---------- Material provided

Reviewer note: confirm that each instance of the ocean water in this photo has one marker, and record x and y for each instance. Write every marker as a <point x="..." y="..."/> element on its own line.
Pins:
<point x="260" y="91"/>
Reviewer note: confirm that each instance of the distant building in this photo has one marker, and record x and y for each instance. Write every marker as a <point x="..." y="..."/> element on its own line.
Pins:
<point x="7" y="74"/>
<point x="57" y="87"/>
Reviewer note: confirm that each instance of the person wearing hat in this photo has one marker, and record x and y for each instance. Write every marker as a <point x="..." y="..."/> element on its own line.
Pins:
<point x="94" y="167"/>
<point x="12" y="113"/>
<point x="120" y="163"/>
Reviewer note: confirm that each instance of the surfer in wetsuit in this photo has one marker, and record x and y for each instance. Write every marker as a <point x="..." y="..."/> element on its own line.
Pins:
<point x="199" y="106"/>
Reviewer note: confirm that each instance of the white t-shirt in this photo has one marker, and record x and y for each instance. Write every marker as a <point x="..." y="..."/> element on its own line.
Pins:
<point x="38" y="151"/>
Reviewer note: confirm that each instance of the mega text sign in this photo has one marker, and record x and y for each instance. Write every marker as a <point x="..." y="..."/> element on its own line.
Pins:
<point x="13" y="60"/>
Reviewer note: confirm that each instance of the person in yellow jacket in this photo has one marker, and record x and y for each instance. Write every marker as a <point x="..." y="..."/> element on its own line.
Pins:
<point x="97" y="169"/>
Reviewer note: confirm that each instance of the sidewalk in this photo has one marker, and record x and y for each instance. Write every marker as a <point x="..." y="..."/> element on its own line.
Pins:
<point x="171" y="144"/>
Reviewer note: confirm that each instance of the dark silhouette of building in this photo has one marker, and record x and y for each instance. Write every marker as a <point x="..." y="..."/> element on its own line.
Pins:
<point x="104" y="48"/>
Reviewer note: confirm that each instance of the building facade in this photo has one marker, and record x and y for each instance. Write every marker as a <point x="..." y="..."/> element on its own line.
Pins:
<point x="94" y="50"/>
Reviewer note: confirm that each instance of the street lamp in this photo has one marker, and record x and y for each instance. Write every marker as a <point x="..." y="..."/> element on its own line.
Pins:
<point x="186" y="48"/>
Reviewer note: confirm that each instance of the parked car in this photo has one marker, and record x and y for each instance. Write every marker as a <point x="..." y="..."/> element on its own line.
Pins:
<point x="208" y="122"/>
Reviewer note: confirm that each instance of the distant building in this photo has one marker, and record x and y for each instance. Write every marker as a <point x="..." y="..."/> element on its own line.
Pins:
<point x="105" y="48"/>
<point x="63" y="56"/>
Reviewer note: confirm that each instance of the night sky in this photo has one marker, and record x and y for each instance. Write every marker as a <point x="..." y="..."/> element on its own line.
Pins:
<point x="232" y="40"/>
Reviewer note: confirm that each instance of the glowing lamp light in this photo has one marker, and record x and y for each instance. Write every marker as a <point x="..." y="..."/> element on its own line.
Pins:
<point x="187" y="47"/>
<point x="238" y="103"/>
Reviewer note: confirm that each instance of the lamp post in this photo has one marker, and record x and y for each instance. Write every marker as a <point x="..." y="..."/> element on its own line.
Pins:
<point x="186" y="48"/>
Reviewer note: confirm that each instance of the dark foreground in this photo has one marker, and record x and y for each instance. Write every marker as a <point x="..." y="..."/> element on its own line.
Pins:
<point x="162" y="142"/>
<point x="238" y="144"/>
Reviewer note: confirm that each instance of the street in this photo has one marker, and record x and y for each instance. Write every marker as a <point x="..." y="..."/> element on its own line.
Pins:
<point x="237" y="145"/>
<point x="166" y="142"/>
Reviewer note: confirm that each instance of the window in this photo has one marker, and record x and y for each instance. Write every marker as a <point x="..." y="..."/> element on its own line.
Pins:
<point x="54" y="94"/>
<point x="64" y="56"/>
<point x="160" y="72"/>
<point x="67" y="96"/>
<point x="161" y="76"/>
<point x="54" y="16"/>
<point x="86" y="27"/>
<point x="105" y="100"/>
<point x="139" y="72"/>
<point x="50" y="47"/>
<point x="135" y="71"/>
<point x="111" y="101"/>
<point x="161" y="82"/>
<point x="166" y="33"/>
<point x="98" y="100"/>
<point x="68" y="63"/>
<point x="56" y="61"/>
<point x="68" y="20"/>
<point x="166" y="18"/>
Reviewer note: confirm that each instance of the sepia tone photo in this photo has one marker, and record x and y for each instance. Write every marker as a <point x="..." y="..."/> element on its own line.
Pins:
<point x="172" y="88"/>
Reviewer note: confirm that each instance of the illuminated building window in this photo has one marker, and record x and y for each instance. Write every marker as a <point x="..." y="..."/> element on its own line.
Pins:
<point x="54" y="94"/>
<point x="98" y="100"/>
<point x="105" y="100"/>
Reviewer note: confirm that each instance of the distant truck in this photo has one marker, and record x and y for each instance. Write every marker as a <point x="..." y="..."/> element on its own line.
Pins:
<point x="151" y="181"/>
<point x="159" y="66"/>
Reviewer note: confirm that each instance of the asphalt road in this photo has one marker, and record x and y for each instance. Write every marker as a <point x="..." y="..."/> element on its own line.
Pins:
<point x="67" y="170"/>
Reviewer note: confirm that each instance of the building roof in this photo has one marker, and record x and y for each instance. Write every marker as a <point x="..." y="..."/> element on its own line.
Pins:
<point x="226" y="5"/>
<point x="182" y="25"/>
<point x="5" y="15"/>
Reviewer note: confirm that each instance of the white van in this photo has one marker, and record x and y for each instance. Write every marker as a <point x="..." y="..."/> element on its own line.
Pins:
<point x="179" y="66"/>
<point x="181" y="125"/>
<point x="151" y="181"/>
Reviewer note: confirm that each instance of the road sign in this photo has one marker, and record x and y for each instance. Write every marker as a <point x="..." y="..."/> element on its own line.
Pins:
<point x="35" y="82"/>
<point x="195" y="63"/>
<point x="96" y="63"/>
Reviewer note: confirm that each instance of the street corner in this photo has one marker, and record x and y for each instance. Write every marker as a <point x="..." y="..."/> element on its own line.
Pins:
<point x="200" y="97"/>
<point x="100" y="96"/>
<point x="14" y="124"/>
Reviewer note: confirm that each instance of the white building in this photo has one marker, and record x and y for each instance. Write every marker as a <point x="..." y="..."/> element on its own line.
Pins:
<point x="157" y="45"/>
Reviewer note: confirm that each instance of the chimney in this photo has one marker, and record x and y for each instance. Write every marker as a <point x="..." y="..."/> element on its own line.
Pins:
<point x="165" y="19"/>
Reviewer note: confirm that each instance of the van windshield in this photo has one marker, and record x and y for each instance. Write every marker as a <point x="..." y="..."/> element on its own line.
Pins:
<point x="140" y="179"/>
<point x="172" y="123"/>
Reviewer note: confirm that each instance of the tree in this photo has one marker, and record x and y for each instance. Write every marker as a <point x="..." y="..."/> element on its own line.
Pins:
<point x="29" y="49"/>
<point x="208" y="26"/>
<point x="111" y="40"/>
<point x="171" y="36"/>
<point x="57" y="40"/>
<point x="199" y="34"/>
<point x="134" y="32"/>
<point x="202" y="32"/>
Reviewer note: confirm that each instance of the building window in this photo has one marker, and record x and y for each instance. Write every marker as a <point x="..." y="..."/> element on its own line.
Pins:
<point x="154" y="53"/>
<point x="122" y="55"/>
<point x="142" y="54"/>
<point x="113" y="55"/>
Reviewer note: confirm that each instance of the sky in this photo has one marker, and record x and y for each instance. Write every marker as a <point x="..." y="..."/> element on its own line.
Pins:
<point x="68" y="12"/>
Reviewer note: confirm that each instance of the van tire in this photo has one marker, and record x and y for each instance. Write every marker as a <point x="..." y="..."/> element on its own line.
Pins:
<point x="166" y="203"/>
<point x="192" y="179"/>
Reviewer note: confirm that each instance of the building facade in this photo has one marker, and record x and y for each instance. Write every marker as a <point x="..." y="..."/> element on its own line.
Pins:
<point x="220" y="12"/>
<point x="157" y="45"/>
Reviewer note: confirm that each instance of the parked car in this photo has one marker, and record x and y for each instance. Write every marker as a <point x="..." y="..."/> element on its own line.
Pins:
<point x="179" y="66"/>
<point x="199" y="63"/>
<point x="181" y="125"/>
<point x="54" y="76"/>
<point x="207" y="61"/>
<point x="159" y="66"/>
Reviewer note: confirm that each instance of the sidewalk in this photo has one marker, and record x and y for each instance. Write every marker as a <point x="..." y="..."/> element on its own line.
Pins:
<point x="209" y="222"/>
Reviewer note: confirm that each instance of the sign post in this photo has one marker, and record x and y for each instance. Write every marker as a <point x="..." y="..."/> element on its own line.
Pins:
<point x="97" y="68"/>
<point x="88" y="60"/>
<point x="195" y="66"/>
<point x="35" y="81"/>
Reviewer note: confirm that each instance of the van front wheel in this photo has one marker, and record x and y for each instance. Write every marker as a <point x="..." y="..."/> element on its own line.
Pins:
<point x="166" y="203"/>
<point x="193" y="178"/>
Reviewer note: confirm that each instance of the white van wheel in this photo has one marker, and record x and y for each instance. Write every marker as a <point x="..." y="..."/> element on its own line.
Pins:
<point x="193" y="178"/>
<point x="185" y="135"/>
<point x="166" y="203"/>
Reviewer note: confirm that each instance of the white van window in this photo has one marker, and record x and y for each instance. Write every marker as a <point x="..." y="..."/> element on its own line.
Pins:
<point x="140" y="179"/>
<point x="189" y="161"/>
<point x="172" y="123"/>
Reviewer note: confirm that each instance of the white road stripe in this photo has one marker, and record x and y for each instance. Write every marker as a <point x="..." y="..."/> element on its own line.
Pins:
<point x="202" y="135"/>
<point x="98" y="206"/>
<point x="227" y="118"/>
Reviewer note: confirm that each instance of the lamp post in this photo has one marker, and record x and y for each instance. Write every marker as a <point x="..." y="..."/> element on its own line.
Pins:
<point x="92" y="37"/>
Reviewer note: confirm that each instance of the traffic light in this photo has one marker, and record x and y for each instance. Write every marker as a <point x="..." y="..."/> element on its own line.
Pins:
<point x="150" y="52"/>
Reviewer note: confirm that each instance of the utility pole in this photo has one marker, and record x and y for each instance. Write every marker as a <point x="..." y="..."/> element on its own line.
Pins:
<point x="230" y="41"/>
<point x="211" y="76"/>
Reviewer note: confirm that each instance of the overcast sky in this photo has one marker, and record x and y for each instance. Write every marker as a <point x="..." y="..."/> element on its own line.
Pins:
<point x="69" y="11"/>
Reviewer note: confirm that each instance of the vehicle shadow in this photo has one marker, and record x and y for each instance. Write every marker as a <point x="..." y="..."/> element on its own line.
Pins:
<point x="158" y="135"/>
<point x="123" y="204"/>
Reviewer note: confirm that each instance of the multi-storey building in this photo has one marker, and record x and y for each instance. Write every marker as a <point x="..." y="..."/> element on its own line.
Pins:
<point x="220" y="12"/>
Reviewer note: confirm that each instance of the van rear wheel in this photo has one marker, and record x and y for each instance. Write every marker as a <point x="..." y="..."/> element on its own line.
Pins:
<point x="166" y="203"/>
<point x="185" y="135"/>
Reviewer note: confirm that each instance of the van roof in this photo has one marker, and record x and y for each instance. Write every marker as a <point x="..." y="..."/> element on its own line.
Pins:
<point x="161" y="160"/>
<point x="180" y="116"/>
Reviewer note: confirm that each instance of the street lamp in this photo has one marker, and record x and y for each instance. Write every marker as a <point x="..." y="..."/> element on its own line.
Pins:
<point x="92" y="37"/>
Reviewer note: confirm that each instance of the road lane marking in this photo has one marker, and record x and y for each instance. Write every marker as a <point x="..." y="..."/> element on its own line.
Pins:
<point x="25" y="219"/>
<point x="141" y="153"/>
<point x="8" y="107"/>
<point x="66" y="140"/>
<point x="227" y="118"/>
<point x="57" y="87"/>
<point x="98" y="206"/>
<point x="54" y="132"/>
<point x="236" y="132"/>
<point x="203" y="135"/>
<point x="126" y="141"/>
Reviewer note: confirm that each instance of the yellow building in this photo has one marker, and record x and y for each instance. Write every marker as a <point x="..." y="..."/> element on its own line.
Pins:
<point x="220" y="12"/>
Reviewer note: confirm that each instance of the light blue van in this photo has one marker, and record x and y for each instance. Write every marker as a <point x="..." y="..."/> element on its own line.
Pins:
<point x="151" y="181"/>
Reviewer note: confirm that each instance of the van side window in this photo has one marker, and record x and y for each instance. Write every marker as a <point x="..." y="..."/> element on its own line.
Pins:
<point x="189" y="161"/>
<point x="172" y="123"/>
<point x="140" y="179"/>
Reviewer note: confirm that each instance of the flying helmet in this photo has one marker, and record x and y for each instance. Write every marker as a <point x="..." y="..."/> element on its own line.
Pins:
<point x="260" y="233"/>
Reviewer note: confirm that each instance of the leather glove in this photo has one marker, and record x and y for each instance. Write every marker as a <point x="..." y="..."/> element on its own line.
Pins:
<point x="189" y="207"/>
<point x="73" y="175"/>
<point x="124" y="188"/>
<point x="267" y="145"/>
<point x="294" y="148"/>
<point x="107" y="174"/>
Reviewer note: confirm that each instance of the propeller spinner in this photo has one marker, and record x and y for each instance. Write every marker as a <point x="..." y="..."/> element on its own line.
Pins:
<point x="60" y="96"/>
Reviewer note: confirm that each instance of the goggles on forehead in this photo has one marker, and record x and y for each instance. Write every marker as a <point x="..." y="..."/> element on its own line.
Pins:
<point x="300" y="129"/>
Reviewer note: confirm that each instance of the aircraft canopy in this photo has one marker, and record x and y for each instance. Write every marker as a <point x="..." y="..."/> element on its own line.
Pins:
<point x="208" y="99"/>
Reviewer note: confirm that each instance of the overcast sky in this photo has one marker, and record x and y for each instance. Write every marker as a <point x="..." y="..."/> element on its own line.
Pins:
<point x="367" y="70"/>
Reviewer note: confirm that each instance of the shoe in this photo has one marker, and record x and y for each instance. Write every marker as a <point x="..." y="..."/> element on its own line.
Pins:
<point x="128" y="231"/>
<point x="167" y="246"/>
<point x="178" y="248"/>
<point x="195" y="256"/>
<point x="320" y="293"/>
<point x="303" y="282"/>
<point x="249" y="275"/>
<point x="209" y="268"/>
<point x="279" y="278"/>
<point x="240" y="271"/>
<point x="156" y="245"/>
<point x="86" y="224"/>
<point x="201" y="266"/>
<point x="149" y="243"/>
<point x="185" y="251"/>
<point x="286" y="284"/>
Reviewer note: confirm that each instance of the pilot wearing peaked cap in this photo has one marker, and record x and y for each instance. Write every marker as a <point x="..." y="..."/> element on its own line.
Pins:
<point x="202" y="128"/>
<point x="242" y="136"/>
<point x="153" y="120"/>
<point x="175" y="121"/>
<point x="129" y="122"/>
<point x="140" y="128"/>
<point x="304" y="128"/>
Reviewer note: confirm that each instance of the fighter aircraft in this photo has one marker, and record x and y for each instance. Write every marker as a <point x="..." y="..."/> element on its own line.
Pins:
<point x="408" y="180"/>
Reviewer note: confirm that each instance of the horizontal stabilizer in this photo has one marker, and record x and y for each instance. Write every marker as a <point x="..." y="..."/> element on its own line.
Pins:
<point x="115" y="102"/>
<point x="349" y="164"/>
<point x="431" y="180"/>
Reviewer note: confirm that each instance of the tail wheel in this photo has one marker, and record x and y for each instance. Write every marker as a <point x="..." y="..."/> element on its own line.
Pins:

--------------------

_Try it_
Only the lines that contain the string "dark" should be copied from the entries above.

_Task answer_
Reviewer note: confirm that each instance of the dark silhouette of building in this photo has one marker, and record x and y for each instance. Write every marker as a <point x="..." y="..."/> element on its own line.
Reviewer note: confirm that each instance of the dark foreground in this photo has one marker, and record x and y for each instance. Write every marker as a <point x="..." y="..."/> element on its own line.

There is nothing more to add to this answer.